Pick out every line below that contains the string "orange", and copy each one.

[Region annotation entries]
────────────────

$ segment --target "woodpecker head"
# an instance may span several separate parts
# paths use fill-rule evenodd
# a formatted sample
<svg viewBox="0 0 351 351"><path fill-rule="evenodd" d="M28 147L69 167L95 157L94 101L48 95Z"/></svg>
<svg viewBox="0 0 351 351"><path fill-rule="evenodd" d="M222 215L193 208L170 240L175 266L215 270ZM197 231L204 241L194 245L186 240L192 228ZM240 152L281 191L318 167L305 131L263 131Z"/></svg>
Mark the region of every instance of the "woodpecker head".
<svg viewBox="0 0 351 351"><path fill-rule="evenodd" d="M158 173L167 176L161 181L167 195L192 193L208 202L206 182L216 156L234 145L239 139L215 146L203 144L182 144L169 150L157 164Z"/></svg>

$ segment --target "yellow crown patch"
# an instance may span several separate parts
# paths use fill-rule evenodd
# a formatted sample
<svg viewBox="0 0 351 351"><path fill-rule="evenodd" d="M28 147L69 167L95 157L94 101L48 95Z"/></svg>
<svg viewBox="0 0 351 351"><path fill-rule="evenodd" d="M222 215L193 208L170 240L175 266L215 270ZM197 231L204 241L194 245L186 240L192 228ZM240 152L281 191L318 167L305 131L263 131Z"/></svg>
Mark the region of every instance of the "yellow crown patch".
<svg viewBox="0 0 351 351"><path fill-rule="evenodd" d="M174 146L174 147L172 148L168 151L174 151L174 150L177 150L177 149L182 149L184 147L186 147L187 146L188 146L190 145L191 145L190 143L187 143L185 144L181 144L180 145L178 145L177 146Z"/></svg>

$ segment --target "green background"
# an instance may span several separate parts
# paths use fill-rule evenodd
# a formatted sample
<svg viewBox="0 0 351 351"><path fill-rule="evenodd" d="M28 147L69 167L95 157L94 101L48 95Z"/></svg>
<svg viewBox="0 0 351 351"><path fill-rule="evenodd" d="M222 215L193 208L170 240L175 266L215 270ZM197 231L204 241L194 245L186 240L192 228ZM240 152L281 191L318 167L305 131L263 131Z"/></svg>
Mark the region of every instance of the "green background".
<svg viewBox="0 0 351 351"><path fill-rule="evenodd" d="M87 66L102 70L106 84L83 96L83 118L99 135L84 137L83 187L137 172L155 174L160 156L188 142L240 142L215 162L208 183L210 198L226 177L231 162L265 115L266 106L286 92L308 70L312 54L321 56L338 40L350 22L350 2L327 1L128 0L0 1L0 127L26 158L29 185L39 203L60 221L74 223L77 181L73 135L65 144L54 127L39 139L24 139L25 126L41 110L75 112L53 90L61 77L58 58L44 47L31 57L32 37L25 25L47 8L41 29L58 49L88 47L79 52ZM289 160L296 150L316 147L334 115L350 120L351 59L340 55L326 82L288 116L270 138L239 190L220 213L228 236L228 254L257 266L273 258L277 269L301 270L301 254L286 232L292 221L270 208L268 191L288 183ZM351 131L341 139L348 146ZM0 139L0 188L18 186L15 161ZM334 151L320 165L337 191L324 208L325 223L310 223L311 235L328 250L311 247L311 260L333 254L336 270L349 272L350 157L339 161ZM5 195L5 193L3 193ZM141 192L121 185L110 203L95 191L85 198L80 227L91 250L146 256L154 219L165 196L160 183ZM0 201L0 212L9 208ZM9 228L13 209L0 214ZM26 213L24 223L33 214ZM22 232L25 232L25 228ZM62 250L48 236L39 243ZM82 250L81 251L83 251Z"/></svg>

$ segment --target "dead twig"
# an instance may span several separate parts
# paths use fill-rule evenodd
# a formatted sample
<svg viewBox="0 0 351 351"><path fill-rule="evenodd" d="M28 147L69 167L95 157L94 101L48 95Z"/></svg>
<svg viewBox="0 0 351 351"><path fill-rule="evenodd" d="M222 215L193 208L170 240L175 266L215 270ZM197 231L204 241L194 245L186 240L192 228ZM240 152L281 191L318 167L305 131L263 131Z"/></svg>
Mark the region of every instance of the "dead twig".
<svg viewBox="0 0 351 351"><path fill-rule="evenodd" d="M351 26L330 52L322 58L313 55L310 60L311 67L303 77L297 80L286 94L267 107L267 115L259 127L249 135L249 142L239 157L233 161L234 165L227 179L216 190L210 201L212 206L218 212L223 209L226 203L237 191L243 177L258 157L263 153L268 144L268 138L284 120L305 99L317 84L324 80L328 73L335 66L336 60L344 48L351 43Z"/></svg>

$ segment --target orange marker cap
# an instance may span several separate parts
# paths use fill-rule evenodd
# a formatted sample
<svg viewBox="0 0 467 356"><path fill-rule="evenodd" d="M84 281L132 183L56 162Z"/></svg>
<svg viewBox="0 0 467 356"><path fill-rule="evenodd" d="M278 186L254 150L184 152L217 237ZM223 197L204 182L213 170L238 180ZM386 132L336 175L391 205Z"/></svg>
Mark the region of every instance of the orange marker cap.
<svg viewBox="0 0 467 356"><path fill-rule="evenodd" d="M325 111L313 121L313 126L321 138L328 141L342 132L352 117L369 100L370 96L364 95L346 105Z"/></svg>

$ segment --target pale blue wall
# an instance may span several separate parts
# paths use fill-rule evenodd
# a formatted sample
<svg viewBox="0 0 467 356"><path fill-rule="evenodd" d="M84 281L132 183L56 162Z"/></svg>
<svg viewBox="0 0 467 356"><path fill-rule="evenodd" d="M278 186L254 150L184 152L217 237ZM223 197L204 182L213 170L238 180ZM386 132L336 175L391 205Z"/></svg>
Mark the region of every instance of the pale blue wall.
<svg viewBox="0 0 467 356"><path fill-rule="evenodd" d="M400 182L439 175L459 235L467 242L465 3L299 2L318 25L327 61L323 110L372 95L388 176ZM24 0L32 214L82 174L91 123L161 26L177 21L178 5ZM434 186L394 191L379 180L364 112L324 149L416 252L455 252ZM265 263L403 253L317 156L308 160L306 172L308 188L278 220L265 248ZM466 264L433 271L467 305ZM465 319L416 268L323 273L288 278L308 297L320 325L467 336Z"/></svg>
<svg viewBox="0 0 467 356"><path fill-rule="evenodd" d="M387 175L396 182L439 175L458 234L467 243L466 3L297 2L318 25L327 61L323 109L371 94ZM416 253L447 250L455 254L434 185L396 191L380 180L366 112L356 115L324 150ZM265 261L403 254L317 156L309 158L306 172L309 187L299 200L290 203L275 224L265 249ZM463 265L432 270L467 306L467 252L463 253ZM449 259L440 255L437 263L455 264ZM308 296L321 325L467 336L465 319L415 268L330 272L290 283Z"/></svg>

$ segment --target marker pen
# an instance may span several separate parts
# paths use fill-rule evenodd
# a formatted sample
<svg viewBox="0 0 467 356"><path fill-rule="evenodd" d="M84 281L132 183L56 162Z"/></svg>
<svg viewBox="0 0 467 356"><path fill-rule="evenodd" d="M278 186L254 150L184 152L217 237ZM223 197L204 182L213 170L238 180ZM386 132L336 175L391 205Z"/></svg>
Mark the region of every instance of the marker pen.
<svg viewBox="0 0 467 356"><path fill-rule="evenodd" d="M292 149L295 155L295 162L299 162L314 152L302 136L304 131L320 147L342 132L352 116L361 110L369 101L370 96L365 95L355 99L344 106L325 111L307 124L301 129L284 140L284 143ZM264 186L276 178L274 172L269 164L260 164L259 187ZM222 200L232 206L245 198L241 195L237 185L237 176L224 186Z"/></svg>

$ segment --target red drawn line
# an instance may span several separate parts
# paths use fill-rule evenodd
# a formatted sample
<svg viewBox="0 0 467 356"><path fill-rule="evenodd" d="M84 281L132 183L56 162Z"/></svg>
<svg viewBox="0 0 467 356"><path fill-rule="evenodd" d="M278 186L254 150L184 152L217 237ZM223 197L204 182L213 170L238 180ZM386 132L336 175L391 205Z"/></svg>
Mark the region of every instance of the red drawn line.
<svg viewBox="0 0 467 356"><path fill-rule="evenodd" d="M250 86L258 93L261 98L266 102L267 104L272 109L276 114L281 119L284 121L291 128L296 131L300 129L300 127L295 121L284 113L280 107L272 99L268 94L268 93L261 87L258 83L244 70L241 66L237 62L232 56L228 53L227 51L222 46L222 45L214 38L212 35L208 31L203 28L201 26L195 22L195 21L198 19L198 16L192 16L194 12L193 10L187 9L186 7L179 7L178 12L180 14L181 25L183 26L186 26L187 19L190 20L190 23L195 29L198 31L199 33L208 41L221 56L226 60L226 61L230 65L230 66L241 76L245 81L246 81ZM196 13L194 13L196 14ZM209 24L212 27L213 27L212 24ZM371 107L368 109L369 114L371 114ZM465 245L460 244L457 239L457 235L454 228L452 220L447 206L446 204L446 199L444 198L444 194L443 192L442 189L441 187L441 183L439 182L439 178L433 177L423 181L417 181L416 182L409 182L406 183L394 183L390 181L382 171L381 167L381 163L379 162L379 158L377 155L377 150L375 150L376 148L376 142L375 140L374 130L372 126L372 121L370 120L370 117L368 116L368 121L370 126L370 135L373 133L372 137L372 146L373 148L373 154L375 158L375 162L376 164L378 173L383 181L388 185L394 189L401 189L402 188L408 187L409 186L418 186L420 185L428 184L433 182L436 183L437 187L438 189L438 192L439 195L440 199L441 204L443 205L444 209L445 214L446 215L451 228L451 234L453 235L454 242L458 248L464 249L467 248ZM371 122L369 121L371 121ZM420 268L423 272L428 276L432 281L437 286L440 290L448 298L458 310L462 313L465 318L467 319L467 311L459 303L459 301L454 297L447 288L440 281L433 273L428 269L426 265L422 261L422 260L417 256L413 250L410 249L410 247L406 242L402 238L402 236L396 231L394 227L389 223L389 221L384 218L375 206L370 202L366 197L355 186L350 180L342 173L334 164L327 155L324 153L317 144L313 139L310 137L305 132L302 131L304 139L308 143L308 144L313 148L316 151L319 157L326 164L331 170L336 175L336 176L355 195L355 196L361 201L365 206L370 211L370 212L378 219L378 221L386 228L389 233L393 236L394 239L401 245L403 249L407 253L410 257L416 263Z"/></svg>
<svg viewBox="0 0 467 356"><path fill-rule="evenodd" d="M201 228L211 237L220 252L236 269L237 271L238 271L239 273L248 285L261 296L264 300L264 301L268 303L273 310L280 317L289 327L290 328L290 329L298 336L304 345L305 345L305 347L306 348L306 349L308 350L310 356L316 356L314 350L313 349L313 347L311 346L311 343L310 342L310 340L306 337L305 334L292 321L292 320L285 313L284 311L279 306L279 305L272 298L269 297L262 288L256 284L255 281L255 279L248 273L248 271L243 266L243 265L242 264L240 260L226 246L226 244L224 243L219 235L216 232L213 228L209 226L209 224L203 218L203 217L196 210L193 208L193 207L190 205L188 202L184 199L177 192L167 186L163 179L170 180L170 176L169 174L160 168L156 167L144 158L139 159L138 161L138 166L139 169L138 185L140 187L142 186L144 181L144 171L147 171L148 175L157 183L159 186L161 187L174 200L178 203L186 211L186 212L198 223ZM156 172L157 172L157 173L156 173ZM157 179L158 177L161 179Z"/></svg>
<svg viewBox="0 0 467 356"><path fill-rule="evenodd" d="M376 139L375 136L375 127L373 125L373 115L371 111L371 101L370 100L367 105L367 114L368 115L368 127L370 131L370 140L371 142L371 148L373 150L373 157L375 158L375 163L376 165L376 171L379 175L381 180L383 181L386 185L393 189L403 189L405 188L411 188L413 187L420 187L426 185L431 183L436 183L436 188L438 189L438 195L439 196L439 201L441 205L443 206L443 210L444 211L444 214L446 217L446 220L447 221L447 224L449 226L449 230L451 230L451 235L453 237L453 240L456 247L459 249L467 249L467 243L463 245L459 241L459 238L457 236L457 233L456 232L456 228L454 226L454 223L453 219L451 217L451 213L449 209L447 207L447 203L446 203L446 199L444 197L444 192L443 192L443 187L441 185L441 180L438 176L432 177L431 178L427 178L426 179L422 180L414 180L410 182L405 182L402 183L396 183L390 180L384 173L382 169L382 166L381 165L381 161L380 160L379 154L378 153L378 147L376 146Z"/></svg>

────────────────

Solved problem
$ segment --target orange marker cap
Mark the region of every instance of the orange marker cap.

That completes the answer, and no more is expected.